INSTRUÇÃO ESCRITA: Formate as linhas de todos os itens abaixo como uma lista JSON de strings, com uma string para cada linha. Omita as linhas em branco e deixe as imagens de fora da resposta.

INFORMAÇÕES APRESENTADAS:
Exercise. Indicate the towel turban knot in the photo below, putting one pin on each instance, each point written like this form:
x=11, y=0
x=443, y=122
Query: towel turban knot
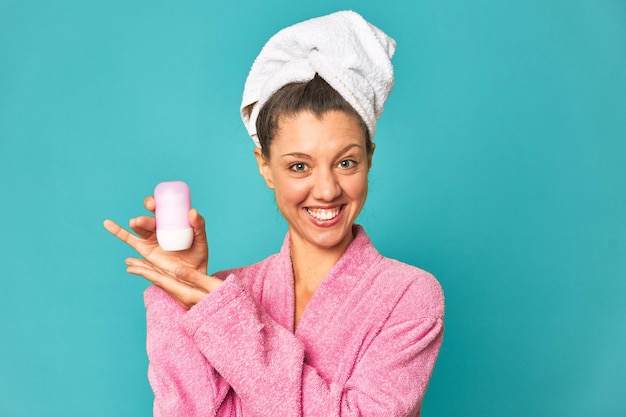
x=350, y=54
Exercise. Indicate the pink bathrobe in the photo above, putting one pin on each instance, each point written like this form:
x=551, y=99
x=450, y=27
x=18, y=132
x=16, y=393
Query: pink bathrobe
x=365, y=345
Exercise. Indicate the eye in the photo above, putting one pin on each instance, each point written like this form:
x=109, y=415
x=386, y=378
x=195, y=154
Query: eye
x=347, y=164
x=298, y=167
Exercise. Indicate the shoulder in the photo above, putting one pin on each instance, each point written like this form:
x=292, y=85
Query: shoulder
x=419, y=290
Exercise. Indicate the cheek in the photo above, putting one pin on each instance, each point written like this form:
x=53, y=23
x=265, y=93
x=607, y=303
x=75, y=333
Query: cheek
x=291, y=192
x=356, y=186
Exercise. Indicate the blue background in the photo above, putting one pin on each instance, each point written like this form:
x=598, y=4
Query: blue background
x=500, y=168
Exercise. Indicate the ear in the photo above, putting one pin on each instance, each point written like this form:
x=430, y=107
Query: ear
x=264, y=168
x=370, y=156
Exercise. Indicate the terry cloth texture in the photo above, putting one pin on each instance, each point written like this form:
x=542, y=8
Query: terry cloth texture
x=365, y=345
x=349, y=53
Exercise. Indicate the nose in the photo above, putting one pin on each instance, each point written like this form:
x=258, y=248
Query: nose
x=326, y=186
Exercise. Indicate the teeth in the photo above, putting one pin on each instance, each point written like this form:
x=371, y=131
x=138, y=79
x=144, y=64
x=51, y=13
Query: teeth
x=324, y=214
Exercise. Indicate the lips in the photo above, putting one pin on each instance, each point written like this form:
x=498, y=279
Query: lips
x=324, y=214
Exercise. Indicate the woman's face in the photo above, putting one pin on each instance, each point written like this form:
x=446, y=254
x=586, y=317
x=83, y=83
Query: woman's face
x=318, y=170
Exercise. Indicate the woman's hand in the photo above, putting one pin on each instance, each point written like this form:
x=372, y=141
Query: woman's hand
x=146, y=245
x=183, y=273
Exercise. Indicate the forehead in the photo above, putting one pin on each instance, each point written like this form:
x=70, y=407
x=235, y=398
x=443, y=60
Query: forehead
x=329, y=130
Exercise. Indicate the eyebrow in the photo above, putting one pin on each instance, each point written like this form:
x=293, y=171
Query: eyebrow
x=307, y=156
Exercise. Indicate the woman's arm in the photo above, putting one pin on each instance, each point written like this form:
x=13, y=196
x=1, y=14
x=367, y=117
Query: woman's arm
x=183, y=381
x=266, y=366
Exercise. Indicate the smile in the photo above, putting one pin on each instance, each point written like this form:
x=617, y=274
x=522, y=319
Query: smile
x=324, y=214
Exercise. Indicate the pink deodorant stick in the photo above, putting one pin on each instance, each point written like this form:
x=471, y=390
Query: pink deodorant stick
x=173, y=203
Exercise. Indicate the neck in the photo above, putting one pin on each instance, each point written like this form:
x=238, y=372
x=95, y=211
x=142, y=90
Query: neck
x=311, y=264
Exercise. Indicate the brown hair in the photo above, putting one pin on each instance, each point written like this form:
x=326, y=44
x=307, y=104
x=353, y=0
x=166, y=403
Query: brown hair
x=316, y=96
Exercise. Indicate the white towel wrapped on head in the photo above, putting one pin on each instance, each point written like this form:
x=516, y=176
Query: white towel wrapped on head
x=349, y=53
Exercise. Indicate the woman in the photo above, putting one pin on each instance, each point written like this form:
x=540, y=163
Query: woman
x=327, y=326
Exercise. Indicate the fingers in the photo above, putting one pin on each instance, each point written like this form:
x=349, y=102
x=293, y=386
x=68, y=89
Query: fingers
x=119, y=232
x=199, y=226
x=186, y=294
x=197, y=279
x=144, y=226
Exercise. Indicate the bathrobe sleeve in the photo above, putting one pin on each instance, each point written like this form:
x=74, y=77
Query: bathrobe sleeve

SOLUÇÃO DO EXERCÍCIO:
[
  "Exercise. Indicate the towel turban knot in the photo below, putting one pin on each instance, each point written like this form:",
  "x=11, y=0",
  "x=443, y=122",
  "Query: towel turban knot",
  "x=350, y=54",
  "Exercise. Indicate the pink bathrobe in the photo above, putting one pin on each instance, each point written like this form:",
  "x=551, y=99",
  "x=450, y=27",
  "x=18, y=132",
  "x=16, y=393",
  "Query: pink bathrobe",
  "x=365, y=345",
  "Exercise. Indicate the eye in the photo above, putting one pin on each instance, each point written like this form:",
  "x=109, y=415",
  "x=386, y=378",
  "x=195, y=154",
  "Query: eye",
  "x=347, y=164",
  "x=298, y=167",
  "Exercise. Indicate the shoulder in the photo above, putting one pin on each instance, each point written like this form:",
  "x=292, y=85",
  "Query: shoulder",
  "x=419, y=290",
  "Exercise. Indicate the cheek in the photo above, putting one pin on each instance, each point written like this form:",
  "x=53, y=23",
  "x=265, y=93",
  "x=607, y=303",
  "x=75, y=333",
  "Query: cheek",
  "x=291, y=192",
  "x=356, y=186",
  "Exercise. Indicate the blue background in the photo above, putting one pin on each instance, each point written like this form:",
  "x=598, y=4",
  "Query: blue background",
  "x=500, y=168",
  "Exercise. Indicate the ear in the photo above, putting one pin on each instance, each point written like this form:",
  "x=430, y=107",
  "Query: ear",
  "x=264, y=168",
  "x=370, y=156",
  "Exercise. Indicate the terry cloth texture in the photo above, putting one pin on each instance, each point written like this form:",
  "x=542, y=8",
  "Query: terry cloth texture",
  "x=365, y=345",
  "x=349, y=53",
  "Exercise. Indicate the nose in the photo above, putting one pin on each instance, each point written like this form:",
  "x=258, y=248",
  "Query: nose",
  "x=326, y=186",
  "Exercise. Indicate the teeth in the photo above, putting one pin on each instance, each point written like this form:",
  "x=371, y=131",
  "x=138, y=79",
  "x=144, y=64",
  "x=51, y=13",
  "Query: teeth",
  "x=324, y=214",
  "Exercise. Indicate the lips in the photo above, putting one pin on each instance, each point written like this form:",
  "x=498, y=279",
  "Query: lips",
  "x=324, y=214",
  "Exercise. Indicate the woman's face in the photo above, putting one pin on each instance, each point written like this form:",
  "x=446, y=254",
  "x=586, y=317",
  "x=83, y=83",
  "Query: woman's face",
  "x=318, y=170",
  "Exercise. Indicate the woman's hand in the photo above, putting one pin on each instance, each point written like this form:",
  "x=372, y=141",
  "Query: woman's hand",
  "x=146, y=245",
  "x=183, y=273",
  "Exercise. Indicate the forehead in the photo above, putting one pin on each instance, each point written like this form:",
  "x=70, y=407",
  "x=235, y=398",
  "x=443, y=60",
  "Query: forehead",
  "x=329, y=130",
  "Exercise. Indicate the eyebrow in the photo above, putting one pin on each instance, each point written like this form:",
  "x=293, y=171",
  "Query: eyebrow",
  "x=307, y=156",
  "Exercise. Indicate the woman's arm in the photo above, putting one pin on each instance, each point written like this form:",
  "x=13, y=196",
  "x=1, y=14",
  "x=367, y=117",
  "Query: woman's arm",
  "x=183, y=381",
  "x=266, y=366",
  "Exercise. Indicate the smile in the photo above, putting one pin on each instance, each point written like this form:",
  "x=617, y=274",
  "x=522, y=319",
  "Query: smile",
  "x=324, y=214",
  "Exercise. Indicate the pink deodorant stick in the photo above, putting one pin on each instance, each point written like this form:",
  "x=471, y=390",
  "Query: pink deodorant stick",
  "x=173, y=203",
  "Exercise. Indicate the neck in the photo above, putting one pin on each instance, each point written like this form:",
  "x=238, y=372",
  "x=95, y=211",
  "x=142, y=90",
  "Query: neck",
  "x=311, y=264",
  "Exercise. Indicate the brown hair in the photo above, putting one pin on each instance, each point written like this form:",
  "x=326, y=44",
  "x=307, y=104",
  "x=353, y=0",
  "x=166, y=403",
  "Query: brown hair",
  "x=316, y=96",
  "Exercise. Indicate the white towel wrapped on head in the photo above, putting one pin on each instance, each point written like this form:",
  "x=516, y=176",
  "Query: white towel wrapped on head",
  "x=349, y=53",
  "Exercise. Indicate the woman in the photo above, putting one pin on each instance, each point written like this form:",
  "x=540, y=163",
  "Query: woman",
  "x=327, y=326",
  "Exercise. Indicate the fingers in the photo above, putting one pin on each instance, each point written like this form:",
  "x=349, y=102",
  "x=293, y=386",
  "x=68, y=89",
  "Query: fingers",
  "x=119, y=232",
  "x=199, y=226",
  "x=186, y=294",
  "x=197, y=279",
  "x=144, y=226",
  "Exercise. Indicate the bathrobe sleeve in the photo above, putting one pin on each instance, each point written like this form:",
  "x=74, y=77",
  "Query: bathrobe sleeve"
]